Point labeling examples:
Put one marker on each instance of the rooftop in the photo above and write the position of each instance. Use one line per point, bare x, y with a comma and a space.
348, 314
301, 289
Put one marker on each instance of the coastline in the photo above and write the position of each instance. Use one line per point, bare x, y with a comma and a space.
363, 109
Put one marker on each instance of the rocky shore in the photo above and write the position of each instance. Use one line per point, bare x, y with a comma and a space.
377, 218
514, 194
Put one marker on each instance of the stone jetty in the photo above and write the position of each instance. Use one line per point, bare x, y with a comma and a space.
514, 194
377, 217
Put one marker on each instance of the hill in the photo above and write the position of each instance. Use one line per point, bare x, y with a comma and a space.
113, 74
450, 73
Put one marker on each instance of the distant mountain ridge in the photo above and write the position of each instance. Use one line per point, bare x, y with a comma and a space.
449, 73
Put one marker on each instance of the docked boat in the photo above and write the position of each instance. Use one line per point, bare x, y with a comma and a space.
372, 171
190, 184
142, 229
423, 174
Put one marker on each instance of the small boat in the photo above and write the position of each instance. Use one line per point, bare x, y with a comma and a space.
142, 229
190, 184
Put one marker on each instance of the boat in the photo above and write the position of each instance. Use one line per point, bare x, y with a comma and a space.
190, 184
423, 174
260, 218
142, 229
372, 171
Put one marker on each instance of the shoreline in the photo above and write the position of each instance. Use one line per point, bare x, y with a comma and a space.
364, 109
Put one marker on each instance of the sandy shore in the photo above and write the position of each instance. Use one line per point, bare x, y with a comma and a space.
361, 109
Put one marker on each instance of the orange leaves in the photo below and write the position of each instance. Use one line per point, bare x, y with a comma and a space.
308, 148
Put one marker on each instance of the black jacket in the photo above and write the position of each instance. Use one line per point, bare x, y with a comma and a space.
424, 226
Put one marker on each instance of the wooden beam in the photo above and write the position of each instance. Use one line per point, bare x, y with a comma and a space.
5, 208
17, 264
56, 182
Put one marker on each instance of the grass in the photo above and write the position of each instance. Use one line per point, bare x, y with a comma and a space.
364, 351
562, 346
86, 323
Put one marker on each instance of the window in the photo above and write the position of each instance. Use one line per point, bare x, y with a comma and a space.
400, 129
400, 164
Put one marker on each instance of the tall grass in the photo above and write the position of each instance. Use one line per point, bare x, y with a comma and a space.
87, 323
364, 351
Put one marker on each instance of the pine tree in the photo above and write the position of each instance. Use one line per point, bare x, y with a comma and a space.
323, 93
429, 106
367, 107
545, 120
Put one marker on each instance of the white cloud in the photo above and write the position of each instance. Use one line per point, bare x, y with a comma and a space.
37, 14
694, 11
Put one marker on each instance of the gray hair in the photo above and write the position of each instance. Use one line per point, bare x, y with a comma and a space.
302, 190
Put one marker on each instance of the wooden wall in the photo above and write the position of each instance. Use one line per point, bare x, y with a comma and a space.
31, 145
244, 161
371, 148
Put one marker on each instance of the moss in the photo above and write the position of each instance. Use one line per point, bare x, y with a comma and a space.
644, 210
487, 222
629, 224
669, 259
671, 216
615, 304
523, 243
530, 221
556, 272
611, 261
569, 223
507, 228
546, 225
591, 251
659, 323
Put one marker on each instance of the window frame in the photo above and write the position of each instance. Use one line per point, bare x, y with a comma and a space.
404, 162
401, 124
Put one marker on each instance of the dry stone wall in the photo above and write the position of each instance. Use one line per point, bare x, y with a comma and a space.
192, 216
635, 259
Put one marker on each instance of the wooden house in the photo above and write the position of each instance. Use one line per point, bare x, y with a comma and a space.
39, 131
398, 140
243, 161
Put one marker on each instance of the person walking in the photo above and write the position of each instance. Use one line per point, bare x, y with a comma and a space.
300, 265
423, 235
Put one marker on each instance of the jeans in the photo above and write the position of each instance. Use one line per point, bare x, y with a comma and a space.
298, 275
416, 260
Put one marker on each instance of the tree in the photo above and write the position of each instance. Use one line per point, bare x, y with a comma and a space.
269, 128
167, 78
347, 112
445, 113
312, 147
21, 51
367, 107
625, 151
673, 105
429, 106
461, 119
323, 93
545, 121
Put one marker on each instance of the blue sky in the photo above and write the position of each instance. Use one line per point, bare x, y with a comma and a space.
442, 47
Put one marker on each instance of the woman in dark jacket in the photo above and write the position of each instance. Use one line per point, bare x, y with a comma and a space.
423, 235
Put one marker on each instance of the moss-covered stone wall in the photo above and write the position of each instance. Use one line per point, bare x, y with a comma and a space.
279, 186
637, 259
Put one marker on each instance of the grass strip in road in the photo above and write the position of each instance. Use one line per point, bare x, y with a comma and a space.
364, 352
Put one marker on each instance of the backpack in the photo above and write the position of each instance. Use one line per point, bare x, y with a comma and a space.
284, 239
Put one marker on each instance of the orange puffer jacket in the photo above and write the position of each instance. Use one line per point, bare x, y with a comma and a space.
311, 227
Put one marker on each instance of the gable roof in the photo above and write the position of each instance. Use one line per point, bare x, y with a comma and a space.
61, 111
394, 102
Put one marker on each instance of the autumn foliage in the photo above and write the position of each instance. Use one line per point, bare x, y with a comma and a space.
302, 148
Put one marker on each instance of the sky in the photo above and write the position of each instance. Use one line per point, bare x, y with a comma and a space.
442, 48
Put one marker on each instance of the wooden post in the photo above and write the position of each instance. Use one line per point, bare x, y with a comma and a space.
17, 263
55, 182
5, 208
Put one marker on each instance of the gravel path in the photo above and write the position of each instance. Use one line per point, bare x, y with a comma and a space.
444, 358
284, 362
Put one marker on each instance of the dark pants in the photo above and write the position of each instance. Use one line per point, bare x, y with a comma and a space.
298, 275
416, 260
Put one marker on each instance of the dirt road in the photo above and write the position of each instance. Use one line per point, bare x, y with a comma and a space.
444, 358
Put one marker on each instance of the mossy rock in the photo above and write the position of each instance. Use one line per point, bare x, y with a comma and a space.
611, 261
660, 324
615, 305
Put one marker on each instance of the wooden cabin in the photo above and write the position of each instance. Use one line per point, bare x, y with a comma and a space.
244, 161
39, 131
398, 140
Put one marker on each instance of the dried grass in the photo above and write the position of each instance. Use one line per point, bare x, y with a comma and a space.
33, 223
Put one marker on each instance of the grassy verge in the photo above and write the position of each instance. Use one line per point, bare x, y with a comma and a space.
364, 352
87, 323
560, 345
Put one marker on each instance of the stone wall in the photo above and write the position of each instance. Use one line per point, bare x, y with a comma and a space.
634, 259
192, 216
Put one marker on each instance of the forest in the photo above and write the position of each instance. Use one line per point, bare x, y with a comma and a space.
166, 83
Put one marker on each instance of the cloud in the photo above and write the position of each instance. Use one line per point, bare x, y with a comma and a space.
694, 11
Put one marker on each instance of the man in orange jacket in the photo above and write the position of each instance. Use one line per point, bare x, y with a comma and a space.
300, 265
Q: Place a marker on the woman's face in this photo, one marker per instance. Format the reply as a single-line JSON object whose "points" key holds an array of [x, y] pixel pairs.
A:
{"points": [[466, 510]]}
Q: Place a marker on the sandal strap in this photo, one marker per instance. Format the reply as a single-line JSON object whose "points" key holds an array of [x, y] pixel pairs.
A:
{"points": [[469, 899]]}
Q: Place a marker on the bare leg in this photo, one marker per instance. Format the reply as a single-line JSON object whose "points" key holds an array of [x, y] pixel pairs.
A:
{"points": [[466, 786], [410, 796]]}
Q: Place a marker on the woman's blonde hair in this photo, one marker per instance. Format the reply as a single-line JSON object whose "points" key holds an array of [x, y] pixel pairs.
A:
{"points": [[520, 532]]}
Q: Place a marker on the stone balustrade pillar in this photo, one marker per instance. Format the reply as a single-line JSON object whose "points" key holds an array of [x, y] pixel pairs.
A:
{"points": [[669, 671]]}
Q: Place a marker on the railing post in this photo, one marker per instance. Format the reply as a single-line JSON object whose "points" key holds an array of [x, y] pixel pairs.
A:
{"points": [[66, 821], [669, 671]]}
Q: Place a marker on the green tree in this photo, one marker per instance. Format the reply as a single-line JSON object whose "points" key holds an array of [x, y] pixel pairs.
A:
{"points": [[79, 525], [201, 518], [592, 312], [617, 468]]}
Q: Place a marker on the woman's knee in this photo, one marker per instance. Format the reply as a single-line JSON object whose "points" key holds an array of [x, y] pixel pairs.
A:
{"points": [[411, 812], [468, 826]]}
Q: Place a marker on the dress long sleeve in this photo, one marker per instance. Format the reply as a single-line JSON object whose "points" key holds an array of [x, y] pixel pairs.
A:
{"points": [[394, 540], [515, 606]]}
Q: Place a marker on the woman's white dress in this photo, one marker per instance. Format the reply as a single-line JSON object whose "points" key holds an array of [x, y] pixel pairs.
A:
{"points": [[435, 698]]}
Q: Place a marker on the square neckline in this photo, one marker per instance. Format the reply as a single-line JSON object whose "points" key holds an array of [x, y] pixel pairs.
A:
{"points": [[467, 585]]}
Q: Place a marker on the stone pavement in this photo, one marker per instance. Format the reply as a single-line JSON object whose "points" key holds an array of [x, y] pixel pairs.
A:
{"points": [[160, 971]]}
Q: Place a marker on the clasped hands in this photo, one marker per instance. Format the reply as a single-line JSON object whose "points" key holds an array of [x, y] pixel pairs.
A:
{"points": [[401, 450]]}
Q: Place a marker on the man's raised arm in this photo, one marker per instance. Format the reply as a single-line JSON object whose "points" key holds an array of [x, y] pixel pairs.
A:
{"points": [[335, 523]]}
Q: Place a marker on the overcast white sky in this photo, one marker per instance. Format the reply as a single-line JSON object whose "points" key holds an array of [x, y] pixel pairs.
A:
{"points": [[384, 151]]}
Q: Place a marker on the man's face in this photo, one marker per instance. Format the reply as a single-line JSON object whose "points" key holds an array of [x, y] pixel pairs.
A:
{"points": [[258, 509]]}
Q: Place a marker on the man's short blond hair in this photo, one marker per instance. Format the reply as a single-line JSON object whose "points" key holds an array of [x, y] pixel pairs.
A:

OBJECTIVE –
Only the lines from the one that contains "Q: Place a marker on the clasped" to the end of the data should be output, exactly as they appear.

CORRECT ANSWER –
Q: Place a marker on the clasped hands in this photo, one marker per instance. Format the reply as a single-line JSON object whose "points" key holds an array of [x, y] pixel pairs.
A:
{"points": [[401, 450]]}
Q: Place a marker on the man's raised arm in this photo, one marker per instance. Format the reply as a single-line JSON object whose "points" key holds an array of [x, y] pixel pairs.
A:
{"points": [[335, 523]]}
Q: Place a marker on the overcast white sky in this photo, one marker per instance. Format the reply as a single-line JSON object whose "points" key holds an array of [x, y] pixel pairs.
A:
{"points": [[384, 151]]}
Q: Place a marker on the man's face in this photo, one marker per instance. Format the reply as a single-line JSON object whose "points" key holds an array of [x, y] pixel pairs.
A:
{"points": [[258, 509]]}
Q: Place a marker on the man's short blond hair in this photo, one marker per instance. Format the reply as a single-line JSON object whose "points" key holds an array of [x, y] pixel pairs.
A:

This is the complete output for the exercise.